Records to process:
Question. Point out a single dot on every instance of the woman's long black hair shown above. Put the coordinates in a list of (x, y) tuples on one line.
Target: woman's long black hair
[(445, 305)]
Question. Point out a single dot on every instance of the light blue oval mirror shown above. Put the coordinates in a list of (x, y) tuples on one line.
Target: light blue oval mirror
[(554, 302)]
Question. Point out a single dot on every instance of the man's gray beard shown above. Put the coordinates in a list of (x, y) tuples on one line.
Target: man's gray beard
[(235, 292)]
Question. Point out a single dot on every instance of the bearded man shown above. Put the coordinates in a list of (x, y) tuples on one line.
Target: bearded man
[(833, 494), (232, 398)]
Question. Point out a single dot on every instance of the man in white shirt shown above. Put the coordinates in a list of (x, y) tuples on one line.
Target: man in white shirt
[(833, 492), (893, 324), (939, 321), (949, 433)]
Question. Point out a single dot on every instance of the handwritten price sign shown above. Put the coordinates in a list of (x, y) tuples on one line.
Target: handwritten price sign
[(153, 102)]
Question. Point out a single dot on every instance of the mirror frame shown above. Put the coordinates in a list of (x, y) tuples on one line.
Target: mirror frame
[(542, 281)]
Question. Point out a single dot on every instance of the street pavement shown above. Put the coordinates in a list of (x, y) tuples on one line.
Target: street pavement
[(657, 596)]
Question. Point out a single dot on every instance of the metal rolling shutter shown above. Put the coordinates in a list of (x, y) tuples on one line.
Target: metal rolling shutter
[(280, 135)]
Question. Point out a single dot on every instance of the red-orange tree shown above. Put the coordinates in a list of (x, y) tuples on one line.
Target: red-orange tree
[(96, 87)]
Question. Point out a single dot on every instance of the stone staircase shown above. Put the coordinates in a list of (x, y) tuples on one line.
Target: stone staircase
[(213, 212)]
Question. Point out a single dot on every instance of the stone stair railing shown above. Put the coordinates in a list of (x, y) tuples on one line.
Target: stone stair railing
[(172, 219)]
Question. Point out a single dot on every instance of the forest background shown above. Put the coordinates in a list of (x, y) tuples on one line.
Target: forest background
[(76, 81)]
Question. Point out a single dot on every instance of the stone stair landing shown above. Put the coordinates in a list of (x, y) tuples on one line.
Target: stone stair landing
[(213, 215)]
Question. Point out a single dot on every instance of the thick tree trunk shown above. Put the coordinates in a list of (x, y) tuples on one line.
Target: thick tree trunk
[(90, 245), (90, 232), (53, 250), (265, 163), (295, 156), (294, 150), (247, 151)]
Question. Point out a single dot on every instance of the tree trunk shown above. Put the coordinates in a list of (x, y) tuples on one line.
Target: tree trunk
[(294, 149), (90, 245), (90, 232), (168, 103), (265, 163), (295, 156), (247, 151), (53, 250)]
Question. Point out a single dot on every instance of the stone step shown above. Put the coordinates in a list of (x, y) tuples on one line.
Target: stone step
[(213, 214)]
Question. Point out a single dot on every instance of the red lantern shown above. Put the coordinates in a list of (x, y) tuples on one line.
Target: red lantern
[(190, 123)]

==

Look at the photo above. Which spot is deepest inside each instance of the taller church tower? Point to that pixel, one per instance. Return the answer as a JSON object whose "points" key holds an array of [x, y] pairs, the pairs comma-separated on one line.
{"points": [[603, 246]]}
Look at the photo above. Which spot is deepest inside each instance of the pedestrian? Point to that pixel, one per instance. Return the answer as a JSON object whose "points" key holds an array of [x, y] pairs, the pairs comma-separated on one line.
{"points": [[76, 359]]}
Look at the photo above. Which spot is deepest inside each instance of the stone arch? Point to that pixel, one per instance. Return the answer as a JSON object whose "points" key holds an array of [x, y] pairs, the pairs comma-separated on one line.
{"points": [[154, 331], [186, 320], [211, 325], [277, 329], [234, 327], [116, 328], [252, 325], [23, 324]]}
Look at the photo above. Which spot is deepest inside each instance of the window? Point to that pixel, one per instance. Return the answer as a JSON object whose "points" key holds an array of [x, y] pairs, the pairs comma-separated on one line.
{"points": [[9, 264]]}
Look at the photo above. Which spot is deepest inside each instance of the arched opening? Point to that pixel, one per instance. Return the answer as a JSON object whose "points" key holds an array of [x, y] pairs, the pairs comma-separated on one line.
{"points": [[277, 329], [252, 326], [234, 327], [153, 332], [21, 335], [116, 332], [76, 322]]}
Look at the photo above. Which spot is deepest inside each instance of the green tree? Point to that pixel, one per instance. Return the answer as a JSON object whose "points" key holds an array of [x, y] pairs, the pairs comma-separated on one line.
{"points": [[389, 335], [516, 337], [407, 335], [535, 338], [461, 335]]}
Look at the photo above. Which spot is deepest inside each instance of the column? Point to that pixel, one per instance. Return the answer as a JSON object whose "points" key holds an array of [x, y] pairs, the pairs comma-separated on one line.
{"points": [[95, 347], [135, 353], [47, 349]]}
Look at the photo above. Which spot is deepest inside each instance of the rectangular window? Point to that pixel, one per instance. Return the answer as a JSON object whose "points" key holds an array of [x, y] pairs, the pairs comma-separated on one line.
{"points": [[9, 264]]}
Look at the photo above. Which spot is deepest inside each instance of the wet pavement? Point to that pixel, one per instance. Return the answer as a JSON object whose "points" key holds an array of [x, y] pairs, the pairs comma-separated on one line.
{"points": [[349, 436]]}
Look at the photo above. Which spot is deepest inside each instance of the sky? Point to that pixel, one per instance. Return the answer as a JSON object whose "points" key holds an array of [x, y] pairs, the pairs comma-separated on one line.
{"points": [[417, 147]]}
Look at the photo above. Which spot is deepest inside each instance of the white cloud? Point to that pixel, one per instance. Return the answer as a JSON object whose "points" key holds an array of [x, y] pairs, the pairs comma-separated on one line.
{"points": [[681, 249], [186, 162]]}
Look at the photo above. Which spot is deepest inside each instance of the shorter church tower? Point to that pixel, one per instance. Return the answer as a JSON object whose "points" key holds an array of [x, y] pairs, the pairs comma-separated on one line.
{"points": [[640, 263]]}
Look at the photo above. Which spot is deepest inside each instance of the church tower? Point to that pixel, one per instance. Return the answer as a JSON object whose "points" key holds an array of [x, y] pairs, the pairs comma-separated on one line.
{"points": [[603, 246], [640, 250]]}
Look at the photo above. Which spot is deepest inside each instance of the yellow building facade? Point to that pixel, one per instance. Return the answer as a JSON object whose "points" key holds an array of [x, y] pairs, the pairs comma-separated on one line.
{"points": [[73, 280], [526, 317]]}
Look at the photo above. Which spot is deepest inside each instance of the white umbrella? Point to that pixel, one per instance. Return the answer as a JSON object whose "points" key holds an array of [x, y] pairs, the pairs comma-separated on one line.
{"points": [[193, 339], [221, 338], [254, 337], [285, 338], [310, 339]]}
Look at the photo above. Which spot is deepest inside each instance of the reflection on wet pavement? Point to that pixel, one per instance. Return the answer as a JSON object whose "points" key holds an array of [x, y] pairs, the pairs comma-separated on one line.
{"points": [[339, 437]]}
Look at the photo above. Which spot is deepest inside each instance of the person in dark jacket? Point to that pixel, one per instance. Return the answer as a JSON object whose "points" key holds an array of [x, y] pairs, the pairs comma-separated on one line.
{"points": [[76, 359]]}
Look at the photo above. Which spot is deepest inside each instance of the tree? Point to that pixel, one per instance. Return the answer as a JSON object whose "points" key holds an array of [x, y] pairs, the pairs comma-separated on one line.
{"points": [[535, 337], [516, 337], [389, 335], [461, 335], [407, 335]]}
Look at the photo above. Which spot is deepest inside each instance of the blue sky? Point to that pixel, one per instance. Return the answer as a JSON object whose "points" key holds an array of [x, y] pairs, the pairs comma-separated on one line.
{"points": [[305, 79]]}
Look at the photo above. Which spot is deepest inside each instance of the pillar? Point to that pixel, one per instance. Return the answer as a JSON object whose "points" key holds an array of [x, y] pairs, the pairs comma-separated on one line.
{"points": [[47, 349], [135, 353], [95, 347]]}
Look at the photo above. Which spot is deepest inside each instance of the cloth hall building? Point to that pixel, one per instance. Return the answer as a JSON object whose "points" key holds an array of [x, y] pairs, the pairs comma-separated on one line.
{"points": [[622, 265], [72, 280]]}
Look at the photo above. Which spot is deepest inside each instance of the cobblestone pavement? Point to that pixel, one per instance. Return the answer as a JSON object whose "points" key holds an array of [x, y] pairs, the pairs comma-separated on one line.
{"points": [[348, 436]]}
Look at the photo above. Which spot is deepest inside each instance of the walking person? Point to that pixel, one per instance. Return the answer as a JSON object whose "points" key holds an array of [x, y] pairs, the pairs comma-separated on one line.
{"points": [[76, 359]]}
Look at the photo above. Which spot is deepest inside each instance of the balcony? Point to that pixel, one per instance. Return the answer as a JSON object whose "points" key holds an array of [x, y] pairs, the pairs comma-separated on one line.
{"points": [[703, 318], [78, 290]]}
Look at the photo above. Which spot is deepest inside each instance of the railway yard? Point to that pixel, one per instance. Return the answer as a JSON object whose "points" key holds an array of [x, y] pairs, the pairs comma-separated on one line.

==

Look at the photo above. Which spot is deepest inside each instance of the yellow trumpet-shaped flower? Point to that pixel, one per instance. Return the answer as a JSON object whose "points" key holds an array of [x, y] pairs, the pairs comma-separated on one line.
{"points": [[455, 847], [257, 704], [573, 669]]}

Problem:
Your answer must be the lines above from the one containing "of the balcony?" to the one containing "of the railway", both included, restated word for word.

Result:
Look at the photo above. Which spot is deepest inside each instance of the balcony? Point to that pixel, one per instance. Return the answer as a JSON object whose "points" key holds an array of [x, y] pairs, the pairs comma-separated on one line.
{"points": [[703, 318], [78, 290]]}
Look at the photo above. Which spot is deepest inside each instance of the railway yard? Point to that pixel, one per instance. Return the answer as a JSON object whose "points" key holds an array of [x, y] pairs, the pairs comma-separated on one line.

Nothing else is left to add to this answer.